Document:
[libvirt] [PATCH] virNetSocketNewConnectUNIX: Use flocks when spawning a daemon
John Ferlan
jferlan at redhat.com
Wed Apr 15 18:07:53 UTC 2015
On 04/02/2015 12:21 PM, Michal Privoznik wrote:
> https://bugzilla.redhat.com/show_bug.cgi?id=1200149
>
> Even though we have a mutex mechanism so that two clients don't spawn
> two daemons, it's not strong enough. It can happen that while one
> client is spawning the daemon, the other one fails to connect.

Problem statement: List each header line of the libvirt mailing list message, from the top down to the line that credits the quoted text to its writer, without including that line. The rows aren't needed for this.

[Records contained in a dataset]
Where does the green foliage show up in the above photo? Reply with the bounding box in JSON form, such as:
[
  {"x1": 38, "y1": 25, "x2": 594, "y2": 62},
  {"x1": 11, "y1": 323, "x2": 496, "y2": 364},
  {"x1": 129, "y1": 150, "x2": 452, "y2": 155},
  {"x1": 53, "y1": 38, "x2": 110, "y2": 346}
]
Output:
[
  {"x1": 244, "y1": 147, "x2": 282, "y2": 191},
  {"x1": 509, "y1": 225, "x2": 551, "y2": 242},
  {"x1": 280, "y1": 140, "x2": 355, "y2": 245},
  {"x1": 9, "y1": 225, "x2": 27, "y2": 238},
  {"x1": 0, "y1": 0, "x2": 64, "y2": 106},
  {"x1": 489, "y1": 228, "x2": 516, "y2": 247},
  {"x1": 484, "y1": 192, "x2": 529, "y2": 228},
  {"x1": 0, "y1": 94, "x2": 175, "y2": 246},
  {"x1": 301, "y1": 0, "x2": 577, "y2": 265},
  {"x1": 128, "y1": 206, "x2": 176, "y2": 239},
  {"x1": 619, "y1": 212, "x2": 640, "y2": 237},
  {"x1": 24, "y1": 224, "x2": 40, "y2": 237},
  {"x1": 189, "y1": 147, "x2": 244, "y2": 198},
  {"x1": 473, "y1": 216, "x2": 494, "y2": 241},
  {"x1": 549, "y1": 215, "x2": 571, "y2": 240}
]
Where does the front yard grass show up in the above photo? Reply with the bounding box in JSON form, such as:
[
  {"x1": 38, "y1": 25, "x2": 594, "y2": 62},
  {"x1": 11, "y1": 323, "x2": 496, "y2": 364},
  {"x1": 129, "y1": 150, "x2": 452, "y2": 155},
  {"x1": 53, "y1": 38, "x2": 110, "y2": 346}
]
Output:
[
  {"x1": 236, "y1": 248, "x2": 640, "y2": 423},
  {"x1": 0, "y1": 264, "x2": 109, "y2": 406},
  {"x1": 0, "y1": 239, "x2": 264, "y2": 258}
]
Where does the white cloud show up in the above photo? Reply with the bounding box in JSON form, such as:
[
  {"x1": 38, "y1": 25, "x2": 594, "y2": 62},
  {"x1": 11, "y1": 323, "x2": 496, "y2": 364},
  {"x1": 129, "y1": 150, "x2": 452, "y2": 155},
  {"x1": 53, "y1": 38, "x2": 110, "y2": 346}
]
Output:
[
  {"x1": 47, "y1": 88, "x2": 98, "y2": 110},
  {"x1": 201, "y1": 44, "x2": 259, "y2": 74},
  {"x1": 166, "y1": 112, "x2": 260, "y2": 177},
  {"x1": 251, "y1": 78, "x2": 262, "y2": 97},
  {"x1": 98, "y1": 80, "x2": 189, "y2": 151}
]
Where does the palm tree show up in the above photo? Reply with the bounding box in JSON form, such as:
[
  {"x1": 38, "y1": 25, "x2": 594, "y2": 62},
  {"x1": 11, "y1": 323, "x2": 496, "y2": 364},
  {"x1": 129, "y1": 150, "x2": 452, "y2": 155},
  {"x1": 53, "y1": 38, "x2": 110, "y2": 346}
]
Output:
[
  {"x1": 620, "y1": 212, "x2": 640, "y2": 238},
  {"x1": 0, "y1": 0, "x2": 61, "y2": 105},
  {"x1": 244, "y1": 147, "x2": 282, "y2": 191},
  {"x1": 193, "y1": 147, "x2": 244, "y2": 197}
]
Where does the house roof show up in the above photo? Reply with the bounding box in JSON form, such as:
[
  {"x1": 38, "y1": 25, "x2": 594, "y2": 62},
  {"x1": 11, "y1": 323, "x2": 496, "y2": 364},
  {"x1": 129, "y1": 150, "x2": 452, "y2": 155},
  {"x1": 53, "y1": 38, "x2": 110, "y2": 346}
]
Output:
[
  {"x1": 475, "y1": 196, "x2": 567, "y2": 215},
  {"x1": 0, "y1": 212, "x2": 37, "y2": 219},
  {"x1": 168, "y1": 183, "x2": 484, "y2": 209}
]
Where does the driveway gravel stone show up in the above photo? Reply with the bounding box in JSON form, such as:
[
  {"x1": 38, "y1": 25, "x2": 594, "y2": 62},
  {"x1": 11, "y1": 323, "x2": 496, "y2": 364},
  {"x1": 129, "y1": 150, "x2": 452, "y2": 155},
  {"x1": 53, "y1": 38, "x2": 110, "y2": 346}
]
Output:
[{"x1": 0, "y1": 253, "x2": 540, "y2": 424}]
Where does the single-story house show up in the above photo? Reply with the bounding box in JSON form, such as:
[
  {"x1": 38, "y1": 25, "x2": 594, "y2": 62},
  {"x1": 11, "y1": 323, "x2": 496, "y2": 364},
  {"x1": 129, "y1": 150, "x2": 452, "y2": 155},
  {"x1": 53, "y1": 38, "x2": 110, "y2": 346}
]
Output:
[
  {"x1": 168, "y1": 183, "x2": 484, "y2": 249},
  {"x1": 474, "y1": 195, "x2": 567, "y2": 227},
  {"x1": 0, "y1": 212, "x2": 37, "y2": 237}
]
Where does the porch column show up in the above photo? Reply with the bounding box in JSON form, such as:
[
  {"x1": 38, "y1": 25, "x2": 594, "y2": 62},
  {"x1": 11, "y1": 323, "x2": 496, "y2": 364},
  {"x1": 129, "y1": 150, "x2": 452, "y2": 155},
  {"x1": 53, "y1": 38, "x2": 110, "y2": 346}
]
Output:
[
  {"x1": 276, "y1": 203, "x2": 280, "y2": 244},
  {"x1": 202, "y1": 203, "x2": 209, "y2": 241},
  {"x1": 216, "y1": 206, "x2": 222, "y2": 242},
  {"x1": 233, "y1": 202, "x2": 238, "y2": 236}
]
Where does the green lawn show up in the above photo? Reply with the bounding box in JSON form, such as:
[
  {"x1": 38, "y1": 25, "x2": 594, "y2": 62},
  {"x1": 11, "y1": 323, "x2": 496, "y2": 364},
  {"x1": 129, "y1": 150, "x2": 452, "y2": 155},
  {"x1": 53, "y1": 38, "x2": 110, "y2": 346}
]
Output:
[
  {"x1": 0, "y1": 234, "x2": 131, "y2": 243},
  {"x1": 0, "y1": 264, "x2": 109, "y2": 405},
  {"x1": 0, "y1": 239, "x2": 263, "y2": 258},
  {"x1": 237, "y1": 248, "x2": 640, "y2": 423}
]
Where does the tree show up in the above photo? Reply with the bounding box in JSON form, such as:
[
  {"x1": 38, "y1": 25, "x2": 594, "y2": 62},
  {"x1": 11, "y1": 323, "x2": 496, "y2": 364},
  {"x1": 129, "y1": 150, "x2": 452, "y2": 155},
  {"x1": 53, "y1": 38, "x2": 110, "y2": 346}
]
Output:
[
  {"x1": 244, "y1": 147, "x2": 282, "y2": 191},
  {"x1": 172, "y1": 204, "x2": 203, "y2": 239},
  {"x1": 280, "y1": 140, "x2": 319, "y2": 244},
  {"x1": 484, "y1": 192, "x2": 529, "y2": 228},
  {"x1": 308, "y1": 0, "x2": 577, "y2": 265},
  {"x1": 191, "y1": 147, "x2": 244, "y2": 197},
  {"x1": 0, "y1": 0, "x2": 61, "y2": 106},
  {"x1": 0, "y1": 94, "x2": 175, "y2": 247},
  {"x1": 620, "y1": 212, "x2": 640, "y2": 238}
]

Written solution:
[libvirt] [PATCH] virNetSocketNewConnectUNIX: Use flocks when spawning a daemon
John Ferlan
jferlan at redhat.com
Wed Apr 15 18:07:53 UTC 2015